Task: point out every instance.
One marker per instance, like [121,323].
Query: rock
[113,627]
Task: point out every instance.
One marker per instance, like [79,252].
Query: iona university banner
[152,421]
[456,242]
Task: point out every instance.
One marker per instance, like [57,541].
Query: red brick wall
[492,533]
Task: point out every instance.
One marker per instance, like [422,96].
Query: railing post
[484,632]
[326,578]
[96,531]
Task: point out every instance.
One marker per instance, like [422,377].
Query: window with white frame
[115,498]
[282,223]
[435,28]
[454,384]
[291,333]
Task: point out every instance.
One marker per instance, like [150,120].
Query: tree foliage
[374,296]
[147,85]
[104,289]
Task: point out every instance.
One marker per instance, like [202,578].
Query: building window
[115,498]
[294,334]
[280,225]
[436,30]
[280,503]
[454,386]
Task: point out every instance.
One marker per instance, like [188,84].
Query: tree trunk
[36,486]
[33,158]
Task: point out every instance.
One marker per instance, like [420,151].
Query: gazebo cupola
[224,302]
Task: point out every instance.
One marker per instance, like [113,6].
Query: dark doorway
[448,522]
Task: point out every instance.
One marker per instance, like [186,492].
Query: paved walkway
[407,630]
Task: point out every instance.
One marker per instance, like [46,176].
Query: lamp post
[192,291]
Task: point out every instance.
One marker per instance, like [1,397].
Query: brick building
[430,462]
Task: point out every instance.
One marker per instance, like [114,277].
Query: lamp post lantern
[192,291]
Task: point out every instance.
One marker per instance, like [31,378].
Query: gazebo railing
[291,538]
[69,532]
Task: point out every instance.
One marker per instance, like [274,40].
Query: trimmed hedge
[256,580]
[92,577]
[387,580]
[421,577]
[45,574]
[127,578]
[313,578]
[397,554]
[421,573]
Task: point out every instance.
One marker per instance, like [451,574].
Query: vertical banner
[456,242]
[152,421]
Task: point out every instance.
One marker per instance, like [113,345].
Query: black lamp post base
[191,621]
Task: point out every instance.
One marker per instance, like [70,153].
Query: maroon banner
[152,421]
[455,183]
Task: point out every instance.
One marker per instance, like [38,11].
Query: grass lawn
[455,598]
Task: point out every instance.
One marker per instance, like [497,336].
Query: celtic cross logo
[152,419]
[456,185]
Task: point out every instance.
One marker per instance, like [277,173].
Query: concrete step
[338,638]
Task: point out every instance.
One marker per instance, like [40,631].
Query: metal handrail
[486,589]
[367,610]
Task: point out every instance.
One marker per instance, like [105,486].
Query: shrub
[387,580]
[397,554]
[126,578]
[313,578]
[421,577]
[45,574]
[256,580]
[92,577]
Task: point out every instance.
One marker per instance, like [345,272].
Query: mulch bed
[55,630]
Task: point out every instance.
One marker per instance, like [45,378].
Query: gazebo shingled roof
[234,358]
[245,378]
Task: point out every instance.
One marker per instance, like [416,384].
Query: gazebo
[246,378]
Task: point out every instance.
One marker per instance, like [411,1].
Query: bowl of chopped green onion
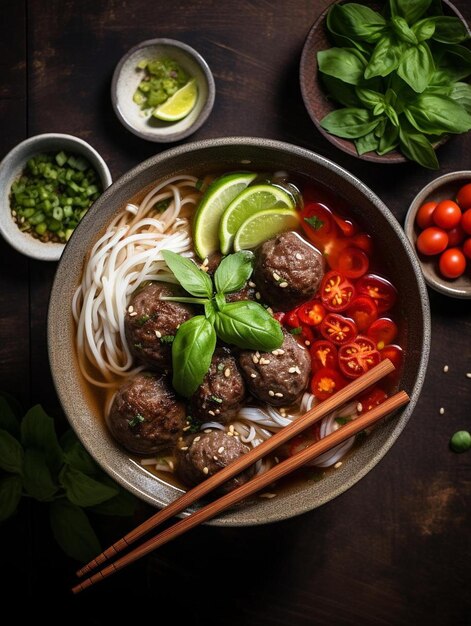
[162,90]
[48,183]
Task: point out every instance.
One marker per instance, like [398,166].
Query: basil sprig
[244,324]
[397,77]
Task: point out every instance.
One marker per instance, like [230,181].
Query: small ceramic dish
[127,77]
[442,188]
[11,168]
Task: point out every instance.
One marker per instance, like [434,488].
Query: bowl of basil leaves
[388,82]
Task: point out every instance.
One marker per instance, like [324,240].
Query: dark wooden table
[395,548]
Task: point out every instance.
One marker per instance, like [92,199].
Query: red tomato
[326,382]
[323,354]
[338,329]
[424,215]
[452,263]
[336,291]
[353,262]
[466,222]
[379,289]
[363,311]
[432,240]
[357,357]
[463,196]
[311,313]
[382,332]
[447,214]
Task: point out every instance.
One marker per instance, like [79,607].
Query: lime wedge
[264,225]
[250,201]
[216,199]
[178,105]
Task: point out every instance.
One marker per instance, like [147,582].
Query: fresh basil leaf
[234,271]
[434,114]
[347,64]
[10,495]
[356,21]
[37,479]
[37,431]
[448,29]
[189,275]
[248,325]
[385,57]
[416,67]
[192,352]
[11,453]
[72,531]
[83,490]
[416,147]
[367,143]
[349,123]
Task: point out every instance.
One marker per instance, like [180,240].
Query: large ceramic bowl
[401,266]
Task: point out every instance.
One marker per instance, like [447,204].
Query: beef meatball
[222,391]
[287,271]
[203,454]
[278,377]
[146,416]
[150,322]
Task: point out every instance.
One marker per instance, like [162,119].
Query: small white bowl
[441,188]
[11,168]
[126,79]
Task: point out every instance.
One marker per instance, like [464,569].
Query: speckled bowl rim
[65,371]
[205,111]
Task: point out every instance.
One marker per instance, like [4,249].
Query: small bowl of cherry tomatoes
[438,224]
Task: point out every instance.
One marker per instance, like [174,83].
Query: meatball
[278,377]
[150,322]
[203,454]
[287,271]
[222,391]
[146,416]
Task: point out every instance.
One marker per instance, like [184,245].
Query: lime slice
[250,201]
[216,199]
[264,225]
[178,105]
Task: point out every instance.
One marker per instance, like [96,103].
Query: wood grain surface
[395,549]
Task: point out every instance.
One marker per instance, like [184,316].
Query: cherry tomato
[363,311]
[326,382]
[383,331]
[323,354]
[338,329]
[357,357]
[424,217]
[466,222]
[311,313]
[452,263]
[353,262]
[447,214]
[463,196]
[379,289]
[432,240]
[336,291]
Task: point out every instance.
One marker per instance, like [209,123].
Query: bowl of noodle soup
[118,246]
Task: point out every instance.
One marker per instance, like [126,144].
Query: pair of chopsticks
[255,484]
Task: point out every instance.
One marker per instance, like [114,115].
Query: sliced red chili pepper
[357,357]
[326,382]
[381,290]
[363,311]
[323,354]
[336,291]
[338,329]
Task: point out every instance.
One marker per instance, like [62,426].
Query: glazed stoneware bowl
[401,265]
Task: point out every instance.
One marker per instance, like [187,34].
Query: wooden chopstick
[285,434]
[254,485]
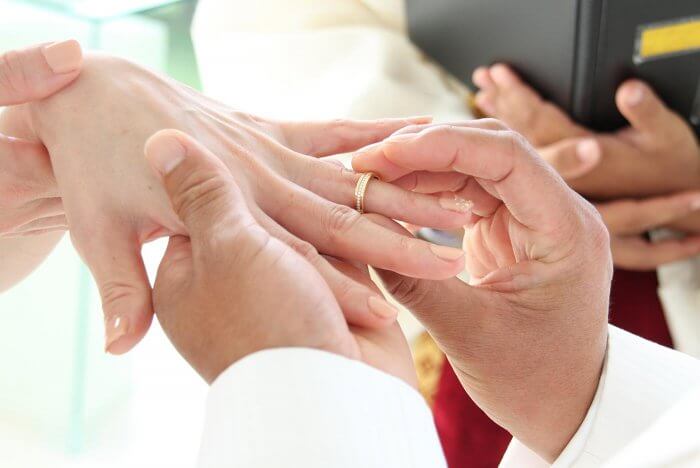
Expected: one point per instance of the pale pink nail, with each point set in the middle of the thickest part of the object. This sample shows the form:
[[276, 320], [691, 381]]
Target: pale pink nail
[[115, 328], [63, 57], [455, 203]]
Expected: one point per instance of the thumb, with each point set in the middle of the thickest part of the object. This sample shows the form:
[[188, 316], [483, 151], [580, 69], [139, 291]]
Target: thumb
[[200, 187], [573, 157], [113, 254], [643, 109], [38, 72]]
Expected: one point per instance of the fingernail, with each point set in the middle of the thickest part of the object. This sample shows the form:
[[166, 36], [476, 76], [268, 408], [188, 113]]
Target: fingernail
[[63, 57], [115, 329], [455, 203], [165, 153], [588, 151], [446, 253], [636, 95], [381, 308]]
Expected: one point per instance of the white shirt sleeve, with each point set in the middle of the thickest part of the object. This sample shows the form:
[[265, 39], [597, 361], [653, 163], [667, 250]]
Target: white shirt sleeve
[[641, 382], [308, 59], [304, 408]]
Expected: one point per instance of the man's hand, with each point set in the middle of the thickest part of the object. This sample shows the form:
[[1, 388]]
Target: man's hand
[[231, 289], [95, 132], [527, 338], [657, 154], [29, 200]]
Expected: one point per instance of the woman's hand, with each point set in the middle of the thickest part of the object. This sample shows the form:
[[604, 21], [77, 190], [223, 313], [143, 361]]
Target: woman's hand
[[527, 338], [95, 132], [31, 212], [29, 200], [231, 289]]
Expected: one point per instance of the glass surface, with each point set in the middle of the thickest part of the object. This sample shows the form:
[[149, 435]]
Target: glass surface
[[63, 401]]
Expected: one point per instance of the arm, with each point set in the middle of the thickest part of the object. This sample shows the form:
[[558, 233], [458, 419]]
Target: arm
[[31, 221], [350, 58], [641, 382]]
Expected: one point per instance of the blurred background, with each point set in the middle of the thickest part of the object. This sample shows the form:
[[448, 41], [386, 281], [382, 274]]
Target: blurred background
[[63, 401]]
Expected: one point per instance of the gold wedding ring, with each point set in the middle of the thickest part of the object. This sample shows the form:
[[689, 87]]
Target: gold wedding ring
[[360, 190]]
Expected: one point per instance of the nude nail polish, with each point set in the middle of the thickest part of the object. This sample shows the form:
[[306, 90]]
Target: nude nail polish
[[115, 328], [446, 253], [455, 203], [63, 57], [381, 308]]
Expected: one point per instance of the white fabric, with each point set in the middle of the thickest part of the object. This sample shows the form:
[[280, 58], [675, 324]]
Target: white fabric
[[296, 407], [351, 58]]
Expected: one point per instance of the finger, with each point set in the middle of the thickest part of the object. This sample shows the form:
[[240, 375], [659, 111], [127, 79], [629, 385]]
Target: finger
[[26, 164], [58, 222], [502, 161], [573, 157], [342, 232], [361, 305], [113, 254], [644, 110], [636, 253], [31, 212], [372, 159], [200, 187], [38, 72], [337, 184], [341, 136], [431, 182], [624, 217]]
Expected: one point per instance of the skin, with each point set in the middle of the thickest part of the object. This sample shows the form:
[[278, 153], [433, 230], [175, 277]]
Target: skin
[[31, 213], [650, 169], [527, 337], [113, 203], [229, 288]]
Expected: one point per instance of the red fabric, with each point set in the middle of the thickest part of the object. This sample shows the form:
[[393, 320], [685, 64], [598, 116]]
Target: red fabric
[[470, 439]]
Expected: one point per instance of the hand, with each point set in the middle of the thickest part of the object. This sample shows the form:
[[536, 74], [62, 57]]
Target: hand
[[527, 337], [232, 289], [657, 154], [114, 204], [30, 203], [628, 221]]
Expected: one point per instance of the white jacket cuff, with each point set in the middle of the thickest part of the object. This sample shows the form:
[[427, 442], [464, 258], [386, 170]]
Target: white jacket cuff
[[299, 407], [640, 382]]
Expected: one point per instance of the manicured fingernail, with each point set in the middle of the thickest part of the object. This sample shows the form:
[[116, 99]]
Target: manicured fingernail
[[446, 253], [588, 151], [635, 95], [455, 203], [381, 308], [63, 57], [115, 329], [165, 153]]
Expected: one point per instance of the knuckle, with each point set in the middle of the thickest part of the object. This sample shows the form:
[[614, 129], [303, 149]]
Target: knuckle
[[12, 74], [340, 220], [409, 291]]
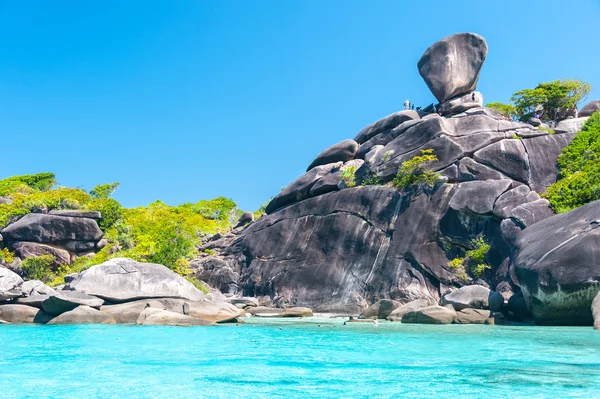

____

● Goal: Copy out the part of the listing that opens with the line containing "Expected: one point per instance of the fingernail, with" and closes with the line containing "[[641, 382], [308, 59], [304, 408]]", both lines included, reproducing them without any change.

● The output:
Expected: one point per instance of the fingernail, with each point set in the middle of the thickest part of the object. This sample shows the form:
[[166, 36], [476, 76], [268, 408], [188, 113]]
Target: fingernail
[[63, 57], [115, 329], [455, 203], [165, 153], [588, 151], [446, 253], [636, 95], [381, 308]]
Expected: one point per instance of the white shirt sleeve, with each point set in the middle of the thickest part of the object. This sample shows the form:
[[265, 39], [597, 361], [653, 163], [667, 250]]
Target: white shirt sleeve
[[641, 382], [308, 59], [304, 408]]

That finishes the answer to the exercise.